EXERCISE: Copy each line below containing "elderly".

::: DATA FOR ANALYSIS

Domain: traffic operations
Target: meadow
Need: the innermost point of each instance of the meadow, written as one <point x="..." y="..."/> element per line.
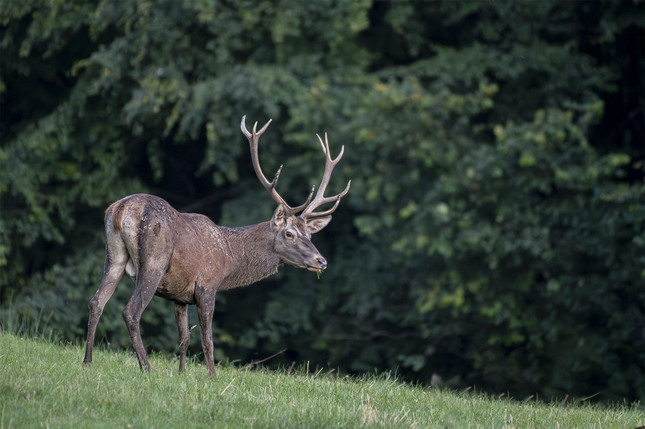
<point x="44" y="384"/>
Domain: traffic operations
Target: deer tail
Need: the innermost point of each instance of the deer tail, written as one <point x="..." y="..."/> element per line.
<point x="118" y="211"/>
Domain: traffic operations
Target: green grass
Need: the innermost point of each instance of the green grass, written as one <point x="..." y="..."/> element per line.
<point x="44" y="384"/>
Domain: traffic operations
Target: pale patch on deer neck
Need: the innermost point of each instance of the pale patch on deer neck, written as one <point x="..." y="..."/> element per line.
<point x="250" y="250"/>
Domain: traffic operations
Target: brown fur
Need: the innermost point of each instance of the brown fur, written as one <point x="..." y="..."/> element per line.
<point x="186" y="258"/>
<point x="118" y="211"/>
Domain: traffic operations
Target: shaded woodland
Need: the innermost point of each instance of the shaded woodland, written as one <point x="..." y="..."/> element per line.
<point x="494" y="231"/>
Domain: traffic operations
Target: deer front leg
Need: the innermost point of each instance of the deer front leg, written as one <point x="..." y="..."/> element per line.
<point x="116" y="258"/>
<point x="205" y="307"/>
<point x="181" y="314"/>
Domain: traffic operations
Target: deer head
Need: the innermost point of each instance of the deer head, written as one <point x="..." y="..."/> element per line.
<point x="293" y="233"/>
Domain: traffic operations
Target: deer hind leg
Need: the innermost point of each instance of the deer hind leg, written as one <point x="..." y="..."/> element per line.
<point x="181" y="314"/>
<point x="205" y="309"/>
<point x="116" y="258"/>
<point x="154" y="250"/>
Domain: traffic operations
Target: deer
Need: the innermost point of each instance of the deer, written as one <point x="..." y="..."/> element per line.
<point x="186" y="258"/>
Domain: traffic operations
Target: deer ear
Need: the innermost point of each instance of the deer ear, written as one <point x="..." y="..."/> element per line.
<point x="316" y="224"/>
<point x="279" y="218"/>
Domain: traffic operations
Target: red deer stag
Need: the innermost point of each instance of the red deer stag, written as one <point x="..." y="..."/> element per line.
<point x="186" y="258"/>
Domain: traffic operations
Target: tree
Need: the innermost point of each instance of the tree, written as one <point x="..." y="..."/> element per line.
<point x="494" y="230"/>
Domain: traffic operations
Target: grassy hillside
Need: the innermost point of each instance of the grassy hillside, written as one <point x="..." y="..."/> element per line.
<point x="44" y="384"/>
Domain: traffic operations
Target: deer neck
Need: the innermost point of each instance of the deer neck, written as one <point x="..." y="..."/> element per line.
<point x="251" y="252"/>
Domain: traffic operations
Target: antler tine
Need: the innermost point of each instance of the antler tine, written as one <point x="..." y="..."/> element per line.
<point x="320" y="199"/>
<point x="269" y="186"/>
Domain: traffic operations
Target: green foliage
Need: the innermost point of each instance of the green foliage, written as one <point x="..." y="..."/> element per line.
<point x="494" y="230"/>
<point x="45" y="384"/>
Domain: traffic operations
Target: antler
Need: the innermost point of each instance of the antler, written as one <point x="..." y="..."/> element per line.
<point x="320" y="199"/>
<point x="269" y="186"/>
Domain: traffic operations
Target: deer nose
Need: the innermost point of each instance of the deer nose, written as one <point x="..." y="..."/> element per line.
<point x="322" y="262"/>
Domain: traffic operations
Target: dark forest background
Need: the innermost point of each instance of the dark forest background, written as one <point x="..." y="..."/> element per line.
<point x="494" y="231"/>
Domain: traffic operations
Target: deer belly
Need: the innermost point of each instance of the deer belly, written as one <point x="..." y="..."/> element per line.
<point x="176" y="291"/>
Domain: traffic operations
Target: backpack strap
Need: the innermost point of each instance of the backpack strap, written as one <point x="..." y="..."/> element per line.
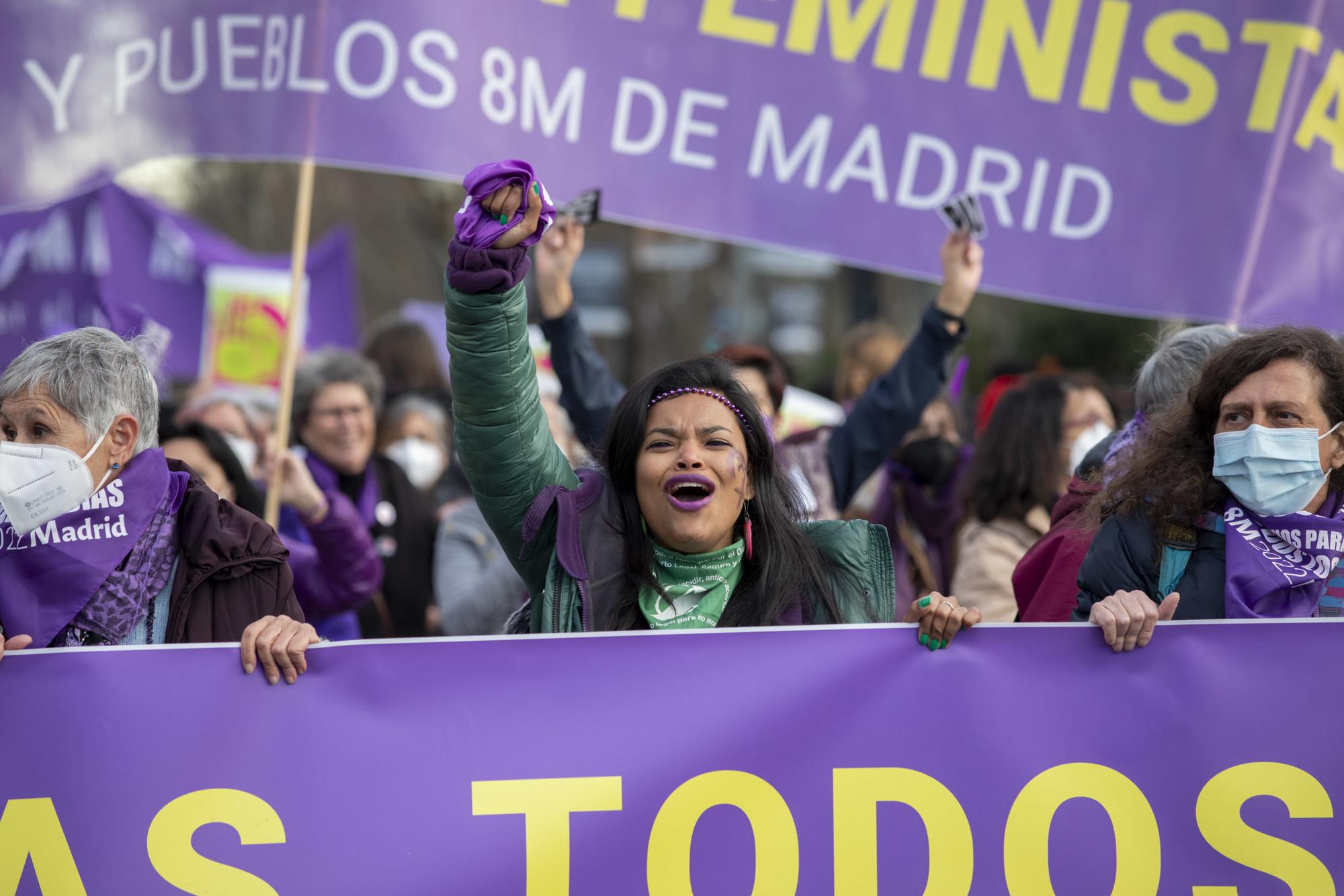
<point x="1178" y="545"/>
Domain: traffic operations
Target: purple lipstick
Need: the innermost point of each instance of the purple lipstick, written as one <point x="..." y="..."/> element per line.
<point x="689" y="492"/>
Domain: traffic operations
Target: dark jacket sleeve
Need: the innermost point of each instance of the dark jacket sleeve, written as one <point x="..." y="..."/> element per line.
<point x="890" y="408"/>
<point x="1122" y="558"/>
<point x="589" y="392"/>
<point x="341" y="569"/>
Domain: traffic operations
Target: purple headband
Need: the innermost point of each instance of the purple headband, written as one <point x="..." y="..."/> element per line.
<point x="724" y="400"/>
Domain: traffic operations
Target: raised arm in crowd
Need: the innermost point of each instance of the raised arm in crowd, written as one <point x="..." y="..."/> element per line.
<point x="889" y="409"/>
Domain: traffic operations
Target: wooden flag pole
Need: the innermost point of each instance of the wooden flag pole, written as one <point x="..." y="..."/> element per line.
<point x="295" y="342"/>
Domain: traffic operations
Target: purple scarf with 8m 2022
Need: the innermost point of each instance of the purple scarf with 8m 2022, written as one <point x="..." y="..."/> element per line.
<point x="97" y="568"/>
<point x="1277" y="566"/>
<point x="478" y="228"/>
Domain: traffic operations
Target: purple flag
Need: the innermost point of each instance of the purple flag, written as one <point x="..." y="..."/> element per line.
<point x="1132" y="156"/>
<point x="111" y="259"/>
<point x="847" y="761"/>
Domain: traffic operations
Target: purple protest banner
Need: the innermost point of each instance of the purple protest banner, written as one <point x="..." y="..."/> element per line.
<point x="1021" y="760"/>
<point x="111" y="259"/>
<point x="1134" y="156"/>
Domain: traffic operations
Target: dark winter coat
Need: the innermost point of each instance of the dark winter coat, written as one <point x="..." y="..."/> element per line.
<point x="233" y="570"/>
<point x="1127" y="557"/>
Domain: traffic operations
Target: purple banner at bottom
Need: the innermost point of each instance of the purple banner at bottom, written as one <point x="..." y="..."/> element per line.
<point x="833" y="761"/>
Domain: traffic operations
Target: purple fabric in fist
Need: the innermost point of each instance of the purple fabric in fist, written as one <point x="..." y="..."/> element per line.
<point x="476" y="228"/>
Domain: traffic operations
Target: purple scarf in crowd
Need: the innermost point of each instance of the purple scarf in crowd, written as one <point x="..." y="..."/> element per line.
<point x="329" y="480"/>
<point x="935" y="517"/>
<point x="1277" y="566"/>
<point x="96" y="569"/>
<point x="479" y="229"/>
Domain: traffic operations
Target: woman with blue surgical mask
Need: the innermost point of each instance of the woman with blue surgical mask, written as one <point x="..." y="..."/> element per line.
<point x="1233" y="502"/>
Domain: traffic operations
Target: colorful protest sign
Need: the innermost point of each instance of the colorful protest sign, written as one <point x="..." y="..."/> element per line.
<point x="1151" y="158"/>
<point x="111" y="259"/>
<point x="248" y="319"/>
<point x="1023" y="760"/>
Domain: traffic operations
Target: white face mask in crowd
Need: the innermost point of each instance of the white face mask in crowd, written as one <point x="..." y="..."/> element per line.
<point x="1272" y="472"/>
<point x="1087" y="441"/>
<point x="423" y="461"/>
<point x="245" y="451"/>
<point x="40" y="483"/>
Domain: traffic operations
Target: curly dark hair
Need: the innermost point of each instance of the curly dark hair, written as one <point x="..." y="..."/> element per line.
<point x="1170" y="474"/>
<point x="788" y="566"/>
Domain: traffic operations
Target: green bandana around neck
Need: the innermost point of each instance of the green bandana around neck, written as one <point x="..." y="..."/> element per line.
<point x="700" y="586"/>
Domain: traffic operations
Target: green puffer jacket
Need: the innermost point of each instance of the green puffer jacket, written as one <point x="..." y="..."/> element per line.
<point x="572" y="557"/>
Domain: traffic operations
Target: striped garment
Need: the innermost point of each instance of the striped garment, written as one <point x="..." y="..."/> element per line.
<point x="1333" y="602"/>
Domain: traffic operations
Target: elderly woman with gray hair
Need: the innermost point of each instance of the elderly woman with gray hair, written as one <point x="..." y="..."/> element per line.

::::::

FINAL ANSWER:
Target: elderly woman with gray hair
Need: the innermost point of each instance of the elderly woman with gray hair, written as one <point x="..." y="..."/> element per line.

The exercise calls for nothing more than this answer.